__TASK PROMPT__:
Print every item below again, word for word, keeping the original order.

__PROVIDED DATA__:
==================================================
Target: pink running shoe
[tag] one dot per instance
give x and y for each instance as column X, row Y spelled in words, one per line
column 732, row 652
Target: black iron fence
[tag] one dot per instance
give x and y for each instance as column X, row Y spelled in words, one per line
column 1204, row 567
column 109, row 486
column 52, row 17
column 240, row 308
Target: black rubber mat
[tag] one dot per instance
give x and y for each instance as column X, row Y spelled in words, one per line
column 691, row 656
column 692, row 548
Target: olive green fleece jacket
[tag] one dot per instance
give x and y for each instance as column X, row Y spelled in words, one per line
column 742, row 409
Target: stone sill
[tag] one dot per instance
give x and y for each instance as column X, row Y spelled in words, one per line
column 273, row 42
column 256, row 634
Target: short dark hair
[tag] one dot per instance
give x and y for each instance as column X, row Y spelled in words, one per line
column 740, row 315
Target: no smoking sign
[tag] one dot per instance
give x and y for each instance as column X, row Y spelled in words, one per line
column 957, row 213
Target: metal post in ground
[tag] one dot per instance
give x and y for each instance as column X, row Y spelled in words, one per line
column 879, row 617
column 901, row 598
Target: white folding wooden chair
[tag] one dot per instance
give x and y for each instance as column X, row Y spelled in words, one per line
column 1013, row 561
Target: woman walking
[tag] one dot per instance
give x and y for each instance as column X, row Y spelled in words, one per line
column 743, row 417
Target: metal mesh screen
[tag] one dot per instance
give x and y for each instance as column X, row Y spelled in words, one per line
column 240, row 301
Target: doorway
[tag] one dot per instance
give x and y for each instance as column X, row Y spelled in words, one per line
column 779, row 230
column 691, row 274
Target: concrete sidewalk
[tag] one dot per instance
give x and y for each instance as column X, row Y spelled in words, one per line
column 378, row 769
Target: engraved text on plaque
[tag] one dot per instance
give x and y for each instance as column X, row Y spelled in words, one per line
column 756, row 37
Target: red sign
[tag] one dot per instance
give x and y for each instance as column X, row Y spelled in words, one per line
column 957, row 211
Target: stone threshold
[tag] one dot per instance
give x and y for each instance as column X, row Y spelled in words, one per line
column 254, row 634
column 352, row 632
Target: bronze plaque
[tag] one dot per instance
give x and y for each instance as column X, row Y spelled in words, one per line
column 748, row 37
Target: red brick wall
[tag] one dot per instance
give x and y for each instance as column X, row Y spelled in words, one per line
==================================================
__ANSWER TO THIS TASK__:
Target: pink running shoe
[tag] one dot per instance
give x and y for each instance as column X, row Y spelled in words, one per line
column 732, row 652
Target: black iron fence
[tag] one dot per instance
give x and y for each instance as column X, row Y spelled in words, one per line
column 1204, row 567
column 109, row 486
column 52, row 17
column 240, row 308
Target: black rubber mat
[tag] one dot per instance
give x and y for each instance as column X, row Y spelled in words, one per line
column 691, row 656
column 692, row 548
Target: olive green fleece jacket
[tag] one dot per instance
give x and y for each instance as column X, row Y spelled in words, one per line
column 742, row 409
Target: stone sill
[tag] one dot per instance
give x and y for each instance as column X, row Y spelled in words, one per line
column 273, row 42
column 256, row 634
Target: short dark hair
[tag] one dot per instance
give x and y for each instance as column X, row Y spelled in words, one per line
column 740, row 315
Target: no smoking sign
[tag] one dot per instance
give x and y for each instance as column X, row Y spelled in words, one per line
column 957, row 213
Target: metal post in ground
[tag] one dot per instance
give x and y for each instance as column X, row Y spelled in words, one per line
column 879, row 617
column 901, row 598
Target: white folding wooden chair
[tag] one dot per instance
give x and y for each instance as column X, row Y spelled in words, one per line
column 1013, row 561
Target: woman walking
[tag] one dot per instance
give x and y for each instance as column X, row Y spelled in words, one per line
column 743, row 417
Target: metal mesh screen
[tag] one dot per instance
give x and y for each instance as column X, row Y spelled in words, one per line
column 240, row 301
Target: doorway
[tag] one dot per instance
give x and y for each instance as column X, row Y spelled in words, one per line
column 779, row 230
column 691, row 274
Target: concrete sidewalk
[tag] one dot per instance
give x and y for each instance as column X, row Y spelled in words, one per line
column 378, row 769
Target: engraved text on plaque
[tag] one dot per instance
give x and y for each instance as column X, row Y spelled in words, one per line
column 756, row 37
Target: red sign
[tag] one dot per instance
give x and y for each instance as column X, row Y spelled in words, one per line
column 957, row 211
Target: stone threshold
[tag] one dot per instance
give x and y for each instance as column X, row Y spelled in words, one per line
column 254, row 634
column 352, row 632
Target: bronze plaque
[tag] one dot per instance
give x and y for each instance as column X, row Y spelled in words, one per line
column 748, row 37
Target: red brick wall
[tag] one dot per instance
give x and y for each instance as column X, row Y spelled in words, one per line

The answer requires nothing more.